Document text:
Q3 : What attracts you to artistic creation?
Lin : I liked to paint since childhood. The force drawing me to art is like gravity. I never think of why I like to paint, only about how to live better and paint better. Gradually, it became part of my life. My way of thinking, observing the environment and experiencing life are formatted to express myself through artistic form. It is more direct and appropriate than speech and words. Artistic creation unceasingly forces me to face myself, to excavate the core of human nature. Since this has become part of my life, I feel life is not complete, if I do not follow this inner course.
Q4 : Do you agree that "artists need social conscience"?

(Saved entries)
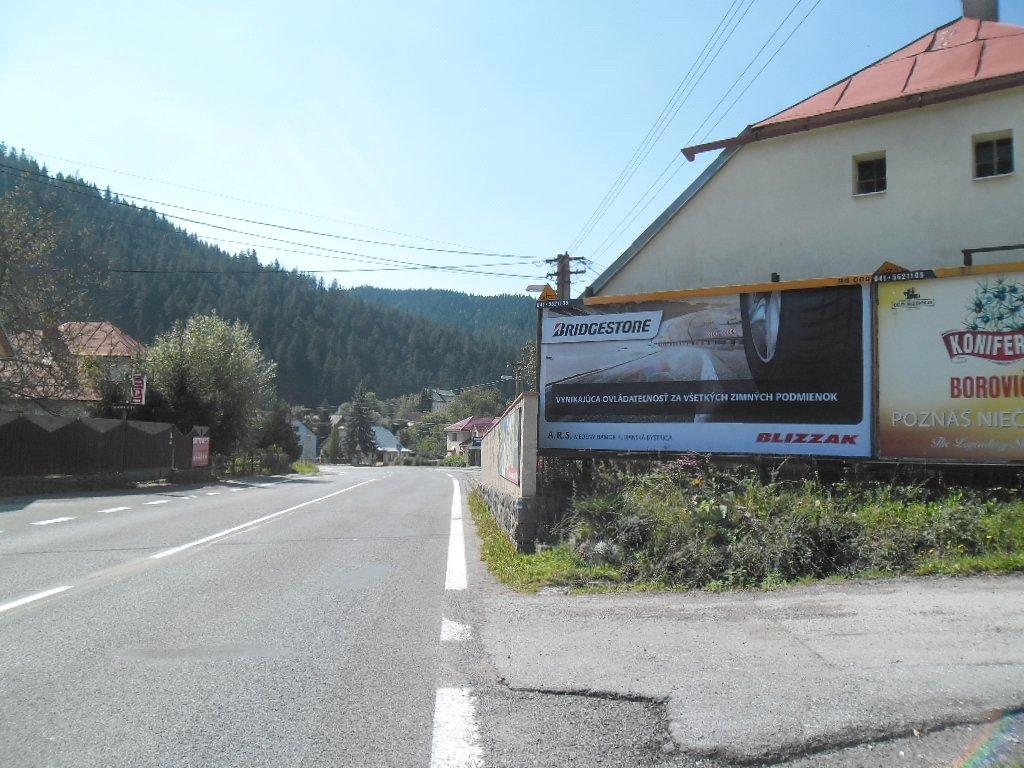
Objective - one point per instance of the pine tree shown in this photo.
(359, 426)
(333, 450)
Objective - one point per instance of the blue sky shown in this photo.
(497, 126)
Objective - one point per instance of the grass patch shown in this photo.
(996, 563)
(688, 524)
(528, 572)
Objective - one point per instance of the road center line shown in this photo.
(264, 518)
(32, 598)
(455, 576)
(456, 741)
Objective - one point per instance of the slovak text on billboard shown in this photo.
(951, 369)
(780, 372)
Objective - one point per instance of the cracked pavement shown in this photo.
(757, 678)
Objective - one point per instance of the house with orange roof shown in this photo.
(464, 436)
(49, 366)
(909, 160)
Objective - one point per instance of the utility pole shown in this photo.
(563, 272)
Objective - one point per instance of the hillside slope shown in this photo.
(506, 317)
(325, 339)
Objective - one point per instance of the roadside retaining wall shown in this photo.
(508, 476)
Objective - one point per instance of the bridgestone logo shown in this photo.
(603, 328)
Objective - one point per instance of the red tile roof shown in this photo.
(960, 53)
(99, 339)
(475, 424)
(962, 58)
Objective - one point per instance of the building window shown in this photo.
(870, 174)
(993, 156)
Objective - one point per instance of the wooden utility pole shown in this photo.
(563, 272)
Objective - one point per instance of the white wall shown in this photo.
(785, 205)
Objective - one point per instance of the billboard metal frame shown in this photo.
(887, 272)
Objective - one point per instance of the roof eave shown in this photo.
(667, 215)
(909, 101)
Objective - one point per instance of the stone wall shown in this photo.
(508, 477)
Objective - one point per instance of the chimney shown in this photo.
(985, 10)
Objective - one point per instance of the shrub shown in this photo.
(688, 523)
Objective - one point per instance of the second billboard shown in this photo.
(778, 372)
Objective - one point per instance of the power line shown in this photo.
(299, 272)
(763, 68)
(668, 114)
(323, 251)
(624, 224)
(627, 221)
(297, 229)
(619, 182)
(745, 69)
(246, 201)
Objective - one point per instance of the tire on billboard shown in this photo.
(780, 372)
(951, 369)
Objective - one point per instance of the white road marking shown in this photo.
(453, 632)
(264, 518)
(32, 598)
(455, 576)
(456, 740)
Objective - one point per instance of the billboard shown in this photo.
(951, 369)
(509, 434)
(779, 372)
(201, 452)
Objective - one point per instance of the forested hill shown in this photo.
(512, 318)
(325, 339)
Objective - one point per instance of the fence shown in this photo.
(33, 444)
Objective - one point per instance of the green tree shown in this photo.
(359, 426)
(222, 366)
(275, 430)
(35, 297)
(476, 401)
(333, 449)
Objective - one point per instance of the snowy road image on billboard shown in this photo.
(780, 372)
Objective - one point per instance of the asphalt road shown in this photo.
(345, 620)
(308, 638)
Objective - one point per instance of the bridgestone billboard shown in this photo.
(951, 369)
(779, 372)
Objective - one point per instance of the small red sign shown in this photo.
(201, 452)
(137, 389)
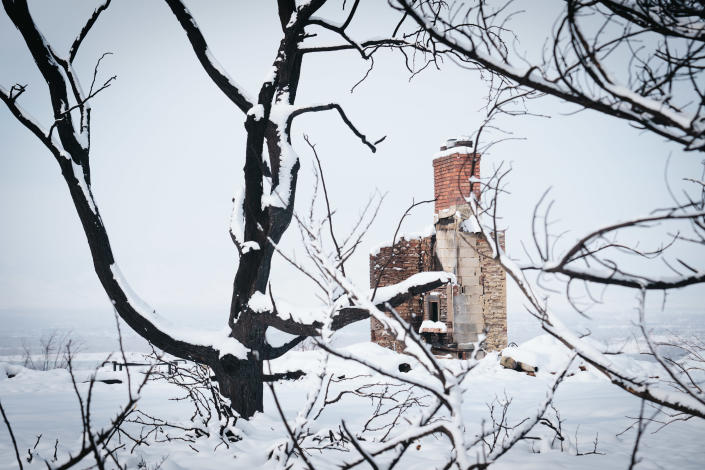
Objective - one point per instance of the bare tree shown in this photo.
(641, 61)
(262, 211)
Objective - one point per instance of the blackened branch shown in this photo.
(86, 28)
(200, 47)
(343, 116)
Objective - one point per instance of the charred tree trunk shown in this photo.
(242, 382)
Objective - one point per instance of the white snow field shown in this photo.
(590, 407)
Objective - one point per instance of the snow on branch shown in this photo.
(200, 47)
(86, 28)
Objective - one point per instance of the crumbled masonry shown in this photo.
(453, 317)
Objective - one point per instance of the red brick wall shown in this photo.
(451, 176)
(408, 257)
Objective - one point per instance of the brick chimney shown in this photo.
(452, 169)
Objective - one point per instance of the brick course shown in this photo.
(451, 176)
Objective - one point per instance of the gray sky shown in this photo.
(168, 148)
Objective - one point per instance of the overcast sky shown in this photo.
(168, 148)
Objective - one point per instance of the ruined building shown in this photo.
(450, 318)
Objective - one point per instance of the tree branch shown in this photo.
(343, 116)
(86, 28)
(219, 76)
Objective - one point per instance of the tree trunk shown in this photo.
(242, 382)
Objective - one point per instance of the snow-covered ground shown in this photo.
(591, 409)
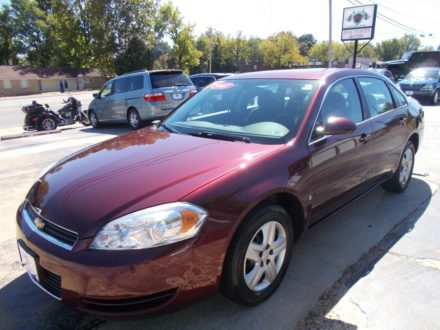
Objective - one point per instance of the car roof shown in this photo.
(312, 74)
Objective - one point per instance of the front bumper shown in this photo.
(119, 284)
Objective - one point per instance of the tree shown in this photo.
(184, 52)
(7, 51)
(281, 51)
(137, 56)
(319, 52)
(306, 42)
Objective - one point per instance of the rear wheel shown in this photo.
(134, 120)
(401, 178)
(258, 256)
(47, 124)
(93, 119)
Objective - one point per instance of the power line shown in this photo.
(392, 21)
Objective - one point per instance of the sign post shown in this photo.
(358, 23)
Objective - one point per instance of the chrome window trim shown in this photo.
(28, 219)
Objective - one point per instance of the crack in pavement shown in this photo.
(426, 262)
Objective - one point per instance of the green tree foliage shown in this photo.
(306, 42)
(137, 56)
(281, 51)
(319, 52)
(7, 49)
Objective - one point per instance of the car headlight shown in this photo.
(154, 226)
(428, 87)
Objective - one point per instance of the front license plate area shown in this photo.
(28, 262)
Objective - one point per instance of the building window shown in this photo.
(7, 84)
(24, 83)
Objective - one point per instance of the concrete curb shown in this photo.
(35, 133)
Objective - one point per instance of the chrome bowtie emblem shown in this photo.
(39, 223)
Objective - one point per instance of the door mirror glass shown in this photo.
(337, 126)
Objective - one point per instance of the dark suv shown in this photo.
(422, 83)
(140, 96)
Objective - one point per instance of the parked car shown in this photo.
(151, 220)
(201, 80)
(385, 72)
(422, 83)
(138, 97)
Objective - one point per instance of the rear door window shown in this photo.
(120, 85)
(169, 79)
(106, 90)
(377, 94)
(135, 83)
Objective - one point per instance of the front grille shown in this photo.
(50, 281)
(59, 233)
(128, 304)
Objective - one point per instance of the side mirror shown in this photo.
(338, 126)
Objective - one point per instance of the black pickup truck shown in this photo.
(410, 61)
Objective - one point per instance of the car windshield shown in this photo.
(265, 111)
(423, 74)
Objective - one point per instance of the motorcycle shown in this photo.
(43, 118)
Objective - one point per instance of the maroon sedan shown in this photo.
(214, 196)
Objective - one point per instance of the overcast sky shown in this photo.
(263, 18)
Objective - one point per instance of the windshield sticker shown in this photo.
(221, 85)
(307, 87)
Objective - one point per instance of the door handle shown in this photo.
(365, 138)
(403, 121)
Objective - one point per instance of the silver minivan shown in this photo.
(140, 96)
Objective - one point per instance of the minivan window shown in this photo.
(135, 83)
(169, 79)
(106, 90)
(120, 85)
(377, 95)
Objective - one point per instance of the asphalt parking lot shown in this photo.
(375, 264)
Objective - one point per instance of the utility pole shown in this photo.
(330, 52)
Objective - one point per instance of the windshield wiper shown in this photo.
(212, 135)
(168, 128)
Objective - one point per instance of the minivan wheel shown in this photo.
(47, 124)
(434, 99)
(134, 120)
(258, 256)
(401, 178)
(93, 118)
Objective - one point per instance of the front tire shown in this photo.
(434, 99)
(258, 256)
(47, 124)
(93, 118)
(401, 178)
(134, 120)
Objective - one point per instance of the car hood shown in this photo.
(144, 168)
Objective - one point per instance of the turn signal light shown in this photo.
(154, 97)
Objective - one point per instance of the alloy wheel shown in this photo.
(265, 256)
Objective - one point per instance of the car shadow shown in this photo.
(341, 249)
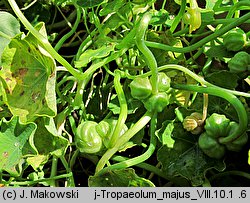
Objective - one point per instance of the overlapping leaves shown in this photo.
(28, 79)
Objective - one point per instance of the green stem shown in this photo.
(145, 166)
(124, 139)
(236, 103)
(177, 19)
(234, 9)
(71, 181)
(73, 158)
(72, 31)
(53, 171)
(123, 110)
(191, 74)
(234, 173)
(149, 57)
(203, 41)
(43, 40)
(2, 34)
(141, 158)
(32, 182)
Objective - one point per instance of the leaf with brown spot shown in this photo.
(30, 89)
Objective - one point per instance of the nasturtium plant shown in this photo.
(14, 136)
(119, 178)
(9, 28)
(110, 93)
(28, 75)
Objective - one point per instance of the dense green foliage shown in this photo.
(124, 93)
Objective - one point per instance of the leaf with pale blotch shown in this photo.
(14, 136)
(28, 79)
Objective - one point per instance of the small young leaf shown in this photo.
(164, 134)
(46, 139)
(14, 136)
(9, 27)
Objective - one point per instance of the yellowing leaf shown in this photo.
(28, 79)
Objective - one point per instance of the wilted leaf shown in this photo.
(119, 178)
(13, 137)
(28, 76)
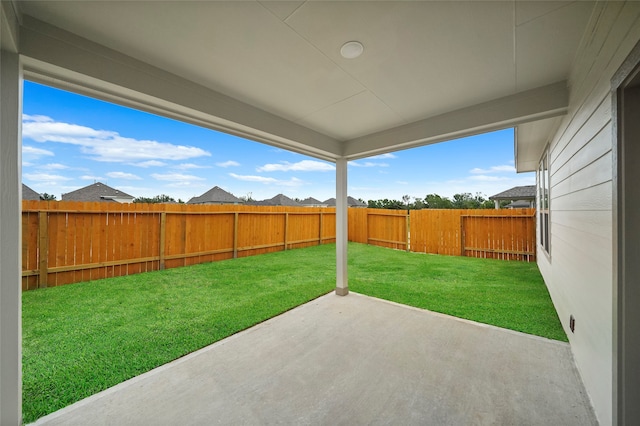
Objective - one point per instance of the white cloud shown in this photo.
(367, 164)
(53, 166)
(150, 163)
(188, 166)
(89, 177)
(45, 177)
(33, 152)
(494, 169)
(382, 156)
(123, 175)
(300, 166)
(175, 177)
(267, 180)
(104, 145)
(485, 178)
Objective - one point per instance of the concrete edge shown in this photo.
(466, 321)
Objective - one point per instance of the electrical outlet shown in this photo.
(572, 323)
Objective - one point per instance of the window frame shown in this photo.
(544, 202)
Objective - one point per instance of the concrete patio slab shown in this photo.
(353, 360)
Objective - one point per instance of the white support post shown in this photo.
(10, 239)
(342, 230)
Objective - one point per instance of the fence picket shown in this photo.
(66, 242)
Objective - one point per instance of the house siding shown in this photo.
(579, 270)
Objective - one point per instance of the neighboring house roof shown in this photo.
(278, 200)
(520, 204)
(216, 195)
(351, 202)
(98, 192)
(29, 194)
(312, 202)
(527, 192)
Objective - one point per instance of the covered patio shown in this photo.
(288, 74)
(353, 360)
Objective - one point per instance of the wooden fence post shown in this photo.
(286, 228)
(407, 247)
(235, 235)
(43, 246)
(462, 252)
(163, 234)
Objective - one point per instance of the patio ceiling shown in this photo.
(272, 71)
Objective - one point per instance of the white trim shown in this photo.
(531, 105)
(10, 239)
(342, 229)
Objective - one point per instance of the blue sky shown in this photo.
(70, 141)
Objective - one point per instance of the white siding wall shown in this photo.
(579, 272)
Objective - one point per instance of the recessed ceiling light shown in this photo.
(351, 49)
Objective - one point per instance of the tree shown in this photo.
(434, 201)
(48, 197)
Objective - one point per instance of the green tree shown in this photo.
(162, 198)
(434, 201)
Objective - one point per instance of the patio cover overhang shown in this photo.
(272, 72)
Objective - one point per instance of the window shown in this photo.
(543, 201)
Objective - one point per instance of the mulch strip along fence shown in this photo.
(67, 242)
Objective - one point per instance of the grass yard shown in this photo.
(82, 338)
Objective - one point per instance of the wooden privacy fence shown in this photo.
(68, 242)
(495, 234)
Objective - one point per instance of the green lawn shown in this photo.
(82, 338)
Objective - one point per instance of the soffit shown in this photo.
(421, 59)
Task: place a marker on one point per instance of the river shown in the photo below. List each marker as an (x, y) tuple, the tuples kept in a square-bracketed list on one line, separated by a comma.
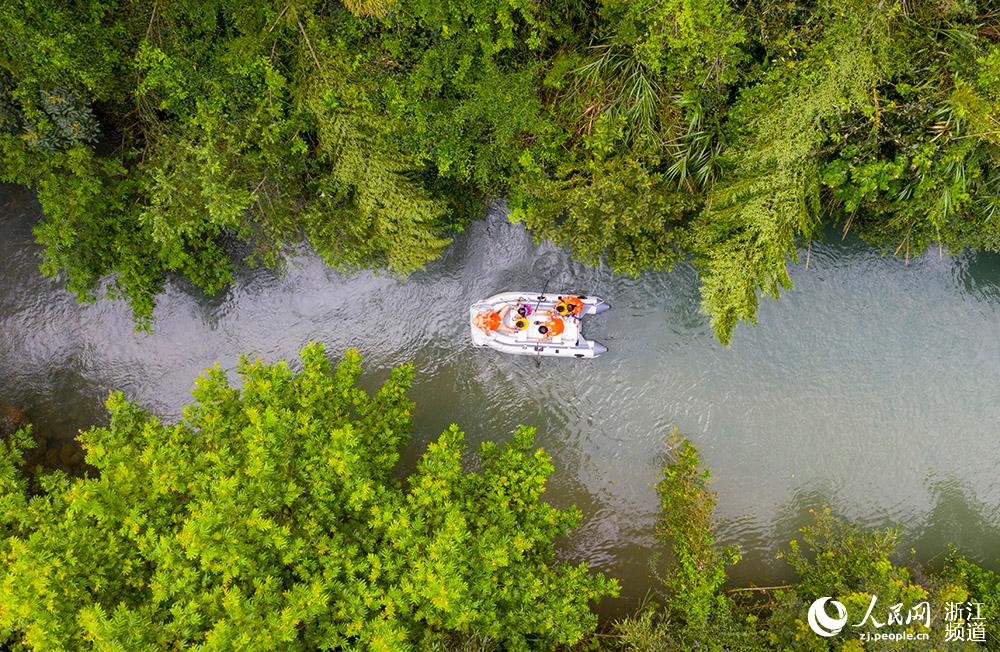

What to work on:
Copy everything in the interview from "Lin : I liked" down to "this inner course.", swapping every "paint" for "sketch".

Result for this exercise:
Lin : I liked to sketch since childhood. The force drawing me to art is like gravity. I never think of why I like to sketch, only about how to live better and sketch better. Gradually, it became part of my life. My way of thinking, observing the environment and experiencing life are formatted to express myself through artistic form. It is more direct and appropriate than speech and words. Artistic creation unceasingly forces me to face myself, to excavate the core of human nature. Since this has become part of my life, I feel life is not complete, if I do not follow this inner course.